Memorandum Opinion the Cherokee Nation V, Raymond Nash, et Al., Marilyn Vann, et Al., Ryan Zinke, Secretary of the Interior, and the United States Department of the Interior, United States District Court for the District of Columbia , Civil Action No. 13-01313 (2017)(FULL OPINION) (100+ pages)
Although it is a grievous axiom of American history that the Cherokee Nation’s narrative is steeped in sorrow as a result of United States governmental policies that marginalized Native American Indians and removed them from their lands, it is, perhaps, lesser known that both nations’ chronicles share the shameful taint of African slavery. This lawsuit harkens back a century-and-a-half ago to a treaty entered into between the United States and the Cherokee Nation in the aftermath of the Civil War.
In that treaty, the Cherokee Nation promised that “never here-after shall either slavery or involuntary servitude exist in their nation” and “all freedmen who have been liberated by voluntary act of their former owners or by law, as well as all free colored persons who were in the country at the commencement of the rebellion, and are now residents therein, or who may return within six months, and their descendants, shall have all the rights of native Cherokees . . . .” Treaty With The Cherokee, 1866, U.S.-Cherokee Nation of Indians, art. 9, July 19, 1866, 14 Stat. 799 [hereinafter 1866 Treaty].

**Aim**
Answer these questions about the memorandum opinion.
(a) What civil action number does the heading give for the case?
(b) On what date was the 1866 Treaty between the United States and the Cherokee Nation made?
(c) Within how many months could free colored persons return to the country and still hold all the rights of native Cherokees under the treaty?

(Stored records)

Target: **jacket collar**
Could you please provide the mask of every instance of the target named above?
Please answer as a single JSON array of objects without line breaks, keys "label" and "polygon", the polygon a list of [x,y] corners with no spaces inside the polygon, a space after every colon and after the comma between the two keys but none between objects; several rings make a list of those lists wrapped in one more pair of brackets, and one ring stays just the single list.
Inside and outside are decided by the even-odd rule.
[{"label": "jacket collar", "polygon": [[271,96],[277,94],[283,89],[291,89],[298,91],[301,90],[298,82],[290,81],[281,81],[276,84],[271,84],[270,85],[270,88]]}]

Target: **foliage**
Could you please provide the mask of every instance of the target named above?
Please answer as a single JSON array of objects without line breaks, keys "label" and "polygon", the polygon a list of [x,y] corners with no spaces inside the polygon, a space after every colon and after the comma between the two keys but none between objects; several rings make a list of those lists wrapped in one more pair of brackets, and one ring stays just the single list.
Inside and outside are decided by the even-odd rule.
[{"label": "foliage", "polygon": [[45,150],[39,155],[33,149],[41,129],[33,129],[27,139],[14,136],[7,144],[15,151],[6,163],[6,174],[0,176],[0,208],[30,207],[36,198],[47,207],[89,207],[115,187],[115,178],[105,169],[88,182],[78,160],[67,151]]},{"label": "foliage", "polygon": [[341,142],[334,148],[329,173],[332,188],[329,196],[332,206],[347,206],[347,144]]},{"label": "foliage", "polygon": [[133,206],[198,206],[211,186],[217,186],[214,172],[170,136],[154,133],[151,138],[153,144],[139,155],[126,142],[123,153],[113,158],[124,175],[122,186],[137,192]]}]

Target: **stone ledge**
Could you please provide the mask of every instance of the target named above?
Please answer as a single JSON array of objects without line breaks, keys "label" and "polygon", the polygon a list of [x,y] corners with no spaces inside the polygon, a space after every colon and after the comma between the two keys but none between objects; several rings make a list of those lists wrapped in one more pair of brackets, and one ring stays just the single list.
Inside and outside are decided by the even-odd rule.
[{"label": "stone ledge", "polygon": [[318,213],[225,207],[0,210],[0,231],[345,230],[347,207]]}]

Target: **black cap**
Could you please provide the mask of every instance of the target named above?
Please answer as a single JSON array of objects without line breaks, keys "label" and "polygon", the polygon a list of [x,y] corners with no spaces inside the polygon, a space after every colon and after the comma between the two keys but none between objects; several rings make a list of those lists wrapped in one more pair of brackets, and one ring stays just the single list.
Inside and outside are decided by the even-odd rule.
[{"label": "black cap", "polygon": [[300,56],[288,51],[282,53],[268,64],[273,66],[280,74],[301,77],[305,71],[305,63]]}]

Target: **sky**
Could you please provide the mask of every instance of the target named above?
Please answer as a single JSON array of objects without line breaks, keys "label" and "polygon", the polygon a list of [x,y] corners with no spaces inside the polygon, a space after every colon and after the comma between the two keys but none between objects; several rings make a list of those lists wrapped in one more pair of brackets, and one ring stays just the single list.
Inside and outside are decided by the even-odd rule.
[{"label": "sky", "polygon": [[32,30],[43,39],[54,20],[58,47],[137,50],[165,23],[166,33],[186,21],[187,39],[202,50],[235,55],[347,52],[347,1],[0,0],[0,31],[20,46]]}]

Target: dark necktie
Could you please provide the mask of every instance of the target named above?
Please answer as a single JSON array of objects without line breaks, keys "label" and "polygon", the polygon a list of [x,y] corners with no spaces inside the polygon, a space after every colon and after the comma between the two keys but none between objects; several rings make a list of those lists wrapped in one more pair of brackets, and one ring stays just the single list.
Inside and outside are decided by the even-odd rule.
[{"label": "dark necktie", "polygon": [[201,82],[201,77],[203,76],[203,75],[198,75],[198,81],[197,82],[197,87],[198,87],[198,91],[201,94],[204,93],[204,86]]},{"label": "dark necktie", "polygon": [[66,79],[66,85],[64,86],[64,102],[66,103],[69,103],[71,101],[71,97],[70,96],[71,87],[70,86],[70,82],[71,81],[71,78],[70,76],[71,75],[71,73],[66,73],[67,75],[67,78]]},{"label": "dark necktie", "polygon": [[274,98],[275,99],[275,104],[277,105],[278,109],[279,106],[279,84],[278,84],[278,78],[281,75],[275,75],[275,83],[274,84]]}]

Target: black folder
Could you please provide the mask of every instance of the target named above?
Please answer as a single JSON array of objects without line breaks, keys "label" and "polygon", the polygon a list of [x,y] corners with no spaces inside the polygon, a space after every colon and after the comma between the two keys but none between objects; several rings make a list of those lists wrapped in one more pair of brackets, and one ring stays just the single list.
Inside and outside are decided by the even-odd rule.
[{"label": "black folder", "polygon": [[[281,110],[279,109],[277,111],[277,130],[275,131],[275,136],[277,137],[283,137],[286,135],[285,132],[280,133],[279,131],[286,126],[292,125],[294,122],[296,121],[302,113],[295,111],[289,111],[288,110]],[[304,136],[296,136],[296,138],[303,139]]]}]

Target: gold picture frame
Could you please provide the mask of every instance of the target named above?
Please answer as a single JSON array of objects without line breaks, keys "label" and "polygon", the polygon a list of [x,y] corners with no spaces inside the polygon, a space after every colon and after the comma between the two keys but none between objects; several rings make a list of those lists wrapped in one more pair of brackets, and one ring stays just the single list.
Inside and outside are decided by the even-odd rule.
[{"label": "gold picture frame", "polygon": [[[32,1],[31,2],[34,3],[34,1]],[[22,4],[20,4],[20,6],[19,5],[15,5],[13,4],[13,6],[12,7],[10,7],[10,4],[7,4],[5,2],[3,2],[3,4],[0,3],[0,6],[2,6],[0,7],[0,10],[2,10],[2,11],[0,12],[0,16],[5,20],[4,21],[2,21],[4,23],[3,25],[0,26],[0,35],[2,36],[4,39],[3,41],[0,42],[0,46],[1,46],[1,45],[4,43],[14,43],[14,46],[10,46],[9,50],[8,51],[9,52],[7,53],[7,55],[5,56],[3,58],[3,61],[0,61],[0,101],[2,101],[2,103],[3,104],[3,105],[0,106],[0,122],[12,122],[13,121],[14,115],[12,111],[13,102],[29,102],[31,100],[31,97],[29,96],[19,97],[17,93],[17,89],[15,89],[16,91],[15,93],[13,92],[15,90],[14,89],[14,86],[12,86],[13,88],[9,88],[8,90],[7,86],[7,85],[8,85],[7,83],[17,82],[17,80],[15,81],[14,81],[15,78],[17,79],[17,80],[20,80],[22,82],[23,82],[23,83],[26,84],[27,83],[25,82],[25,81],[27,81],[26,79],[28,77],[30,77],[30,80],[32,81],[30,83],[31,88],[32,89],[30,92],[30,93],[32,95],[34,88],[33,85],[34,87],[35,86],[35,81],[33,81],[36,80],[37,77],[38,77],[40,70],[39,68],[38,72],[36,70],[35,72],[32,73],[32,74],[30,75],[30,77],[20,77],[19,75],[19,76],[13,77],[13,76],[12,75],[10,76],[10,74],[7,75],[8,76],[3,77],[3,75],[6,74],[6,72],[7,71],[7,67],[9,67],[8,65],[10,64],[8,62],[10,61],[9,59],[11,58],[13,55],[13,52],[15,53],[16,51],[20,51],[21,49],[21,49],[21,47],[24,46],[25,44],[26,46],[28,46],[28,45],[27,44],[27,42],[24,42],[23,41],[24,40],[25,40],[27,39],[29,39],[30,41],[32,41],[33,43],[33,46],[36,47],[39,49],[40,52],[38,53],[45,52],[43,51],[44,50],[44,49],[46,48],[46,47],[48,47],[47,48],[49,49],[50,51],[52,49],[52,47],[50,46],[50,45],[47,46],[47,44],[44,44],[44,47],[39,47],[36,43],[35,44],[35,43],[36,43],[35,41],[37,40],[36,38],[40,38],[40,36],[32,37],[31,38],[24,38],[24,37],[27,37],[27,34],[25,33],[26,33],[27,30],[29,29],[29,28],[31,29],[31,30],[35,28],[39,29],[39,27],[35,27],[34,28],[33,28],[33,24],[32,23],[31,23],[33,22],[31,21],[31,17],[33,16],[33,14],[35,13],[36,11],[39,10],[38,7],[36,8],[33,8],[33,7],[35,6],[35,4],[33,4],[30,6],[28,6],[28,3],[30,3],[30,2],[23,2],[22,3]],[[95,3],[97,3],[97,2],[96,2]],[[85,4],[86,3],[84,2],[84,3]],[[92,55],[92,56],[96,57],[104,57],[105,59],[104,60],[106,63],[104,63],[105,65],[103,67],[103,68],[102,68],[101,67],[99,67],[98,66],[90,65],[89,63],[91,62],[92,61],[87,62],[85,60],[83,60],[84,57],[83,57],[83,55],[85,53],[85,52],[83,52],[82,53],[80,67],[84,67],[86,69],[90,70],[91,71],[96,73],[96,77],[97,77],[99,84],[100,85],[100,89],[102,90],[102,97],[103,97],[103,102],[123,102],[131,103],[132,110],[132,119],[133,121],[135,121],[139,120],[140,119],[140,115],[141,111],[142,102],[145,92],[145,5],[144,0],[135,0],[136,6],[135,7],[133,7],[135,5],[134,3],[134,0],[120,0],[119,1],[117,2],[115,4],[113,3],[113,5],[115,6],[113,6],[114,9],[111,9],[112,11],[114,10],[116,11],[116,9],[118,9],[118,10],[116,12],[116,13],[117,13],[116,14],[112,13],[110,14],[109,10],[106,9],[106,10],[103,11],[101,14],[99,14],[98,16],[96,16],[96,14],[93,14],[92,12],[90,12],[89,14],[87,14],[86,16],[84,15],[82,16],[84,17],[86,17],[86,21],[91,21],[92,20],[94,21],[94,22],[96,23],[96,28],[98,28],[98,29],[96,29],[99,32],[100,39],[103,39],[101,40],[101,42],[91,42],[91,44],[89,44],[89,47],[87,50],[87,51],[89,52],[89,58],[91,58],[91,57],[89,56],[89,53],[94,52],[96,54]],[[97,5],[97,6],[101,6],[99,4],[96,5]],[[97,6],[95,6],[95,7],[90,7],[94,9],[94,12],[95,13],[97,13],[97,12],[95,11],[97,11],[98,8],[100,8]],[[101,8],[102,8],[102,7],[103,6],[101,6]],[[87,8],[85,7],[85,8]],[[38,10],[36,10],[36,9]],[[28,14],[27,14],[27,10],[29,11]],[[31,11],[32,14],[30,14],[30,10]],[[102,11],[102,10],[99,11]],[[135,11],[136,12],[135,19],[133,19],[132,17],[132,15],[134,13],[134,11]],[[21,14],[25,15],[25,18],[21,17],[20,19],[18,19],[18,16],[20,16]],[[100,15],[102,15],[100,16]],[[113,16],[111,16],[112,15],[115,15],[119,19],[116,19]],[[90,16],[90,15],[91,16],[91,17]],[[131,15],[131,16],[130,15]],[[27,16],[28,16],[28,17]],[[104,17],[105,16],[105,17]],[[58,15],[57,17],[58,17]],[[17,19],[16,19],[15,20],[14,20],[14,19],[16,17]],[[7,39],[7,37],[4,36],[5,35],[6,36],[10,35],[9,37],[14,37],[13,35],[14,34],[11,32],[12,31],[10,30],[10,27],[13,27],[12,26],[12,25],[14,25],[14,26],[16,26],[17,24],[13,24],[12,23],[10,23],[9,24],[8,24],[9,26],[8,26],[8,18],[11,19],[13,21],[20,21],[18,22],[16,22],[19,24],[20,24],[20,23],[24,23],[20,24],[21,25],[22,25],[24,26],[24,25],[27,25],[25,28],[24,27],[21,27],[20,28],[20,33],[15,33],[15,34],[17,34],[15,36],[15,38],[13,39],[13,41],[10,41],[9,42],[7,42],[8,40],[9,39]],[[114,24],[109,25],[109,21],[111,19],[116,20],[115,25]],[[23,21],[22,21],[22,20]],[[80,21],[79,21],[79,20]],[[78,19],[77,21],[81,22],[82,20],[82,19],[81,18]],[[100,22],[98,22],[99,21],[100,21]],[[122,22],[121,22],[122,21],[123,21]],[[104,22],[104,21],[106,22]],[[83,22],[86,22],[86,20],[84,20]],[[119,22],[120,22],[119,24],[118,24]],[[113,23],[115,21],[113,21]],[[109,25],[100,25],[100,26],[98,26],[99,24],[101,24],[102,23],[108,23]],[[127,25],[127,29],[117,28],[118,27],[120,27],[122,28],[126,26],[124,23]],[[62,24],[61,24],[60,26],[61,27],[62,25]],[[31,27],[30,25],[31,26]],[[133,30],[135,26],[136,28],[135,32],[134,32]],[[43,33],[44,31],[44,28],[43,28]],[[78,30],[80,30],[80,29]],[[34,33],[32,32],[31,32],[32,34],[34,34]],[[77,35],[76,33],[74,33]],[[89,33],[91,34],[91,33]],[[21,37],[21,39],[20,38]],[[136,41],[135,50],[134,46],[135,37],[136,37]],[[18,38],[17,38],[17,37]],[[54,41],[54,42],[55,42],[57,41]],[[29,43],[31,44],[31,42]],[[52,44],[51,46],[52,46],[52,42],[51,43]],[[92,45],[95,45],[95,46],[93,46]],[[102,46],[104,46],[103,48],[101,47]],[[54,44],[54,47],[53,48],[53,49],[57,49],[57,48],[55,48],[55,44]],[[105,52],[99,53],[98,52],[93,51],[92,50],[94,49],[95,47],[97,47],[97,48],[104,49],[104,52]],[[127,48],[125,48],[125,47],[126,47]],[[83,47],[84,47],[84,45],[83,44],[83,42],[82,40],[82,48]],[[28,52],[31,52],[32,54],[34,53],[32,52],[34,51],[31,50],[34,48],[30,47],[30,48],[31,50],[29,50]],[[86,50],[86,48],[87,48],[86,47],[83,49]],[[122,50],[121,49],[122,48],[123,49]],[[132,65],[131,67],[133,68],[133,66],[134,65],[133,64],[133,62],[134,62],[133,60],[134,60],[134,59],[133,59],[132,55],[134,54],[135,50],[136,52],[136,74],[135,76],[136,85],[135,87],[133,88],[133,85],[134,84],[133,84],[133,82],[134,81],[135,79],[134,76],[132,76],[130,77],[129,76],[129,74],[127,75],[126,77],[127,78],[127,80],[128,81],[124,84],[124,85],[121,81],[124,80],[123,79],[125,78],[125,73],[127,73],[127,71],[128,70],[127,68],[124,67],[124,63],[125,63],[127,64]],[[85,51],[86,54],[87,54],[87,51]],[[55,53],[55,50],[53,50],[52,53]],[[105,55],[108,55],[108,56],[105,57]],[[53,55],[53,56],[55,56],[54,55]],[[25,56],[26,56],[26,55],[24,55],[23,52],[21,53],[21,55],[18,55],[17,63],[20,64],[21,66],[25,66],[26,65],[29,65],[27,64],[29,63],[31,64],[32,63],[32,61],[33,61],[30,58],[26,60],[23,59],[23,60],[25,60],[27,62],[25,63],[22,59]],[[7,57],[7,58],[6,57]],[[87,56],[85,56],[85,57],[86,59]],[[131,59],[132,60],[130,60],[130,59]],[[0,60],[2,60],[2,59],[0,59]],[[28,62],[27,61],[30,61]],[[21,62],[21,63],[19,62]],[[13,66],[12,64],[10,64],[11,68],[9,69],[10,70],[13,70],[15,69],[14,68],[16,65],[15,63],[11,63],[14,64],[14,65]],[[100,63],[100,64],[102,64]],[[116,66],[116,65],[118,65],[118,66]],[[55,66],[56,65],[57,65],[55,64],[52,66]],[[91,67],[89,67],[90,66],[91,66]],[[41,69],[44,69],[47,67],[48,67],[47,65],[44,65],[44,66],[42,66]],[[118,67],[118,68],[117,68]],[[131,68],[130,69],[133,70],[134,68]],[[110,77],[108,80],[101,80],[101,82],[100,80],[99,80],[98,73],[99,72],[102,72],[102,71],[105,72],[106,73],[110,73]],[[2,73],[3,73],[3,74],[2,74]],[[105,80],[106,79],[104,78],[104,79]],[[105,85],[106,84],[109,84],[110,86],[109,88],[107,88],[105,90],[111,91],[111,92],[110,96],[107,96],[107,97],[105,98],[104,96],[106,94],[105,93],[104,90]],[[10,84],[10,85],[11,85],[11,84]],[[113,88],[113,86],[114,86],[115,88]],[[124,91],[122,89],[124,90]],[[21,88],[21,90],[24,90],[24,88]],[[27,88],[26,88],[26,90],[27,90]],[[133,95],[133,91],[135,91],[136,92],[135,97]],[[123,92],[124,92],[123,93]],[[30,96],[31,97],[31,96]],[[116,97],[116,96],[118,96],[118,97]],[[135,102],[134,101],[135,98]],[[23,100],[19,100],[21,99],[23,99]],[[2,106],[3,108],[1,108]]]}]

**Solution below**
(a) Civil Action No. 13-01313
(b) July 19, 1866
(c) Six months